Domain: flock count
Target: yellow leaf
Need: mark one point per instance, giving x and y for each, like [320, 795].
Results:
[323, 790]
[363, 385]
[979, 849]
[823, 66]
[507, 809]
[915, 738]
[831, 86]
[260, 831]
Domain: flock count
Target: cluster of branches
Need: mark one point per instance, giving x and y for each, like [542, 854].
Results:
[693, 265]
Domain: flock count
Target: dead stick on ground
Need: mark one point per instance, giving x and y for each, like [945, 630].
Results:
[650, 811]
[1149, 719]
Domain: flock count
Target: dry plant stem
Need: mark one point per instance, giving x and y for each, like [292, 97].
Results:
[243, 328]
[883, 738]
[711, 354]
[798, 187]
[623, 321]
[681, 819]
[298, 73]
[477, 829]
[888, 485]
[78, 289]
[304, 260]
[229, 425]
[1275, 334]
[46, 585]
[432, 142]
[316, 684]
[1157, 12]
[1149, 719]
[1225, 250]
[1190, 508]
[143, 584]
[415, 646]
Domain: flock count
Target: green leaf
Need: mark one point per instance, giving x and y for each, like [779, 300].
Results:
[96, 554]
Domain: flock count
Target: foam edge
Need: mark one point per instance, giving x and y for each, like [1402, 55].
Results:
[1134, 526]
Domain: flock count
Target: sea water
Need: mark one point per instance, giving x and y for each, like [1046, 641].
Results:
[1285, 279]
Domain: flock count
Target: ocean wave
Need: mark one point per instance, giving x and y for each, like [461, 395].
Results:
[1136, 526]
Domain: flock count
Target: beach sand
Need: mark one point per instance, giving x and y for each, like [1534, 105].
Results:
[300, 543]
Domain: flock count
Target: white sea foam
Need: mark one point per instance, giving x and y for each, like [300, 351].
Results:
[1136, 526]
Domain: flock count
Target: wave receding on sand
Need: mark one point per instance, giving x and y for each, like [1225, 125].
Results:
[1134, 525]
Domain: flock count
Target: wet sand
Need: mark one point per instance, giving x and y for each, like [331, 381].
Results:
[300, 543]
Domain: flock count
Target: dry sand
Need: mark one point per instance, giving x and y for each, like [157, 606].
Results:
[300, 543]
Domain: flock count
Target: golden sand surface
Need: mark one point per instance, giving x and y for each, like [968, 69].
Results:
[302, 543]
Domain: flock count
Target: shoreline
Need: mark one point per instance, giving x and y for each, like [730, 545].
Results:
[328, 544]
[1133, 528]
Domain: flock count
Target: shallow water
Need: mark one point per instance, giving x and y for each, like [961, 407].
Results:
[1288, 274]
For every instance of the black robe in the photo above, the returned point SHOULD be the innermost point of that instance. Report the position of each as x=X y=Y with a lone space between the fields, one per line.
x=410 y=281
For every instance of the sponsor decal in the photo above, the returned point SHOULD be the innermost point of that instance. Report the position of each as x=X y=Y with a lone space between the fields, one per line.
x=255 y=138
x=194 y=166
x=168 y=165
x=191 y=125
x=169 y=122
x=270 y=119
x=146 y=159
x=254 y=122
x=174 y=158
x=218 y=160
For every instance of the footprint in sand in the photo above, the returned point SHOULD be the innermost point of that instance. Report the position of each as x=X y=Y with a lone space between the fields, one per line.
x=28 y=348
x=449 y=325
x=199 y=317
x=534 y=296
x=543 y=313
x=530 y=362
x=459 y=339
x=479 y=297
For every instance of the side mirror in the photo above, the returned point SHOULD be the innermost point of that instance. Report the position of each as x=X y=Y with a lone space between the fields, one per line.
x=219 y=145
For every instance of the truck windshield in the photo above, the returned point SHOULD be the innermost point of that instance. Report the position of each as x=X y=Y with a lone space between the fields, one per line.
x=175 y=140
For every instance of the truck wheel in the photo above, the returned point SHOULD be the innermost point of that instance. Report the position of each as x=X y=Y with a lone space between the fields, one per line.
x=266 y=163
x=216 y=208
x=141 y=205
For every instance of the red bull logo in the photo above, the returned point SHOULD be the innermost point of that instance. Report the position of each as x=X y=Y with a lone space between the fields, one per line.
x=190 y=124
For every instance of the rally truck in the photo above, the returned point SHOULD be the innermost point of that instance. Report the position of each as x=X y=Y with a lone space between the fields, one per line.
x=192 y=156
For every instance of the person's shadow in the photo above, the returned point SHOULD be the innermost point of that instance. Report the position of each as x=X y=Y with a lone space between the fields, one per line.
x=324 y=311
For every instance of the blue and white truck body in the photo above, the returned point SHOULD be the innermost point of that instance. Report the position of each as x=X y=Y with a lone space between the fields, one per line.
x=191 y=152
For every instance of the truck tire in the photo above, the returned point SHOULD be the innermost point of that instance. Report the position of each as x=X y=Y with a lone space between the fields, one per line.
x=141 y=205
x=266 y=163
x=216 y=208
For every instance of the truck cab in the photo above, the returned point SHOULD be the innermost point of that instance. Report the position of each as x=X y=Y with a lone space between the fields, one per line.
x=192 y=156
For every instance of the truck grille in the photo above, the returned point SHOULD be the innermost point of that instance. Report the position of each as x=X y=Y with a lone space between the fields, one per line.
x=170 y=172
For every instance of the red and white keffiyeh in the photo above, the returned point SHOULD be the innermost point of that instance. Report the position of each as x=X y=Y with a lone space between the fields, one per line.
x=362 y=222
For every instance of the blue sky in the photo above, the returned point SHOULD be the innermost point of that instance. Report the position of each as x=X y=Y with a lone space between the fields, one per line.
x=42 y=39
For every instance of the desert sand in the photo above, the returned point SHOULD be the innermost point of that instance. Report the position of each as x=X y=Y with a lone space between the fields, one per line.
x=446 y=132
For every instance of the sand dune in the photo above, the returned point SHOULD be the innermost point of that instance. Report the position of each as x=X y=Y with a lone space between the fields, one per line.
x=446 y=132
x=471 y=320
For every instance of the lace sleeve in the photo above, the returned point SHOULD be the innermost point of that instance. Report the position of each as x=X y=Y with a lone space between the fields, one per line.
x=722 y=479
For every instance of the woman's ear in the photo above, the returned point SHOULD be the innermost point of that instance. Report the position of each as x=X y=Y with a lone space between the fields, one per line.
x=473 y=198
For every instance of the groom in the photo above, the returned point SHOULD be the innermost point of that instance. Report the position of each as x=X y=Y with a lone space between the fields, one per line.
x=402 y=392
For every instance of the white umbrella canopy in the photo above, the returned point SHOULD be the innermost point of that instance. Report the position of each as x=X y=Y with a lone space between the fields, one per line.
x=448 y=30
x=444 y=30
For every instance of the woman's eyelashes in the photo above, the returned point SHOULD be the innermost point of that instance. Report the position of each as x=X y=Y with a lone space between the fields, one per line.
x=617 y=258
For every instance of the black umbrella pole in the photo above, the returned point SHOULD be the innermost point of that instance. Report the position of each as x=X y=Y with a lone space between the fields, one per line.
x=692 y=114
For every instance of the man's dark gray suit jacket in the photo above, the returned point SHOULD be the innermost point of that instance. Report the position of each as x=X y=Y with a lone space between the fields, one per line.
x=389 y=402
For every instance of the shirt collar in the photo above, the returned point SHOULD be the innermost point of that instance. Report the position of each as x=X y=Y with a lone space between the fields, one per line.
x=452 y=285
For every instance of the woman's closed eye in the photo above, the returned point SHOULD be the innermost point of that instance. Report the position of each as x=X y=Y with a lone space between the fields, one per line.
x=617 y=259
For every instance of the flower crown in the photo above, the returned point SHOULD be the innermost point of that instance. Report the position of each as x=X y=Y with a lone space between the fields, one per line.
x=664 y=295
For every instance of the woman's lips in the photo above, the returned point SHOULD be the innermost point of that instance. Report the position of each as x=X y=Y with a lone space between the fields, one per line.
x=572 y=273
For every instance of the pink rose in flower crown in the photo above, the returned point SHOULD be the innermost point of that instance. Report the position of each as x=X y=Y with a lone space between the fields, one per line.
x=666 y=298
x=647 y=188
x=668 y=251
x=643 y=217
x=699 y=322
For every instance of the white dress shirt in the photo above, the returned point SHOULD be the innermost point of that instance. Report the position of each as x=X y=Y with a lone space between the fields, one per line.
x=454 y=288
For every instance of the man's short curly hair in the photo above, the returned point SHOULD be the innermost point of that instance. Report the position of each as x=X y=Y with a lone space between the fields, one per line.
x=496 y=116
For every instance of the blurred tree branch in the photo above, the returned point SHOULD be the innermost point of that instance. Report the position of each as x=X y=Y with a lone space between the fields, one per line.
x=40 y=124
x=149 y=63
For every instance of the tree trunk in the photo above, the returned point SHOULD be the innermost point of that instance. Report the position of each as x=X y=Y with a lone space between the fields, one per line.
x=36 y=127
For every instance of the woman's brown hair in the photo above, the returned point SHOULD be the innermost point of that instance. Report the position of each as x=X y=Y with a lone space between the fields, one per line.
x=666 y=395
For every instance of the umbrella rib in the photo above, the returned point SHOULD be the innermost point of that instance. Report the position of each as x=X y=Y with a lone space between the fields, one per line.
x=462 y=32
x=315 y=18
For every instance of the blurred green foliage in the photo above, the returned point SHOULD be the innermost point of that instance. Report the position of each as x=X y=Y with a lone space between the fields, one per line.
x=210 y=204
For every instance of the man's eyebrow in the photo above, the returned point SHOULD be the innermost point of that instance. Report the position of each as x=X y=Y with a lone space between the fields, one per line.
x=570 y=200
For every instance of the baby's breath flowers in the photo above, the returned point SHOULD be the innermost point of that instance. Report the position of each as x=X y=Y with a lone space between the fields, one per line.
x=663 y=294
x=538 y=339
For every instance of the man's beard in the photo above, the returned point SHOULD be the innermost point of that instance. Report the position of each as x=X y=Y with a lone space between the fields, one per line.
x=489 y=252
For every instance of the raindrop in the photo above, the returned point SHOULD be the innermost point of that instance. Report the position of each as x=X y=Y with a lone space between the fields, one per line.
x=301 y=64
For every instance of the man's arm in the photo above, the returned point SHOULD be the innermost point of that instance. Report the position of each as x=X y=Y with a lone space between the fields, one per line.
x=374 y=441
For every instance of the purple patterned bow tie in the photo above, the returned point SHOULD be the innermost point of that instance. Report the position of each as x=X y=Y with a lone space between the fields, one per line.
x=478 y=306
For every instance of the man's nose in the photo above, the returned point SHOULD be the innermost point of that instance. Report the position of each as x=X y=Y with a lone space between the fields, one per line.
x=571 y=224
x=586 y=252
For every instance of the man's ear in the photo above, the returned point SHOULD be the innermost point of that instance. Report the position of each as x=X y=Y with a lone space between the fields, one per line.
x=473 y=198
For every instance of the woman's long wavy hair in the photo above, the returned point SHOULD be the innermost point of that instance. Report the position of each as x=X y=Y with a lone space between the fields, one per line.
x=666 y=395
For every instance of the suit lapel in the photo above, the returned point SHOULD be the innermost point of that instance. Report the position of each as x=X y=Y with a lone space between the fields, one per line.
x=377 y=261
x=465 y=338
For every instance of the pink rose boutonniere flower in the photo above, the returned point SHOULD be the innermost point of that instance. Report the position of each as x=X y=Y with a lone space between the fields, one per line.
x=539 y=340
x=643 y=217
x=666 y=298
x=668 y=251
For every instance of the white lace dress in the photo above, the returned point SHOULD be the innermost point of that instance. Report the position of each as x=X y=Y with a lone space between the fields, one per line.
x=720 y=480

- **Required action**
Which lines above contain "water"? Show each of them.

- **Task output**
Target: sea water
Target: shallow water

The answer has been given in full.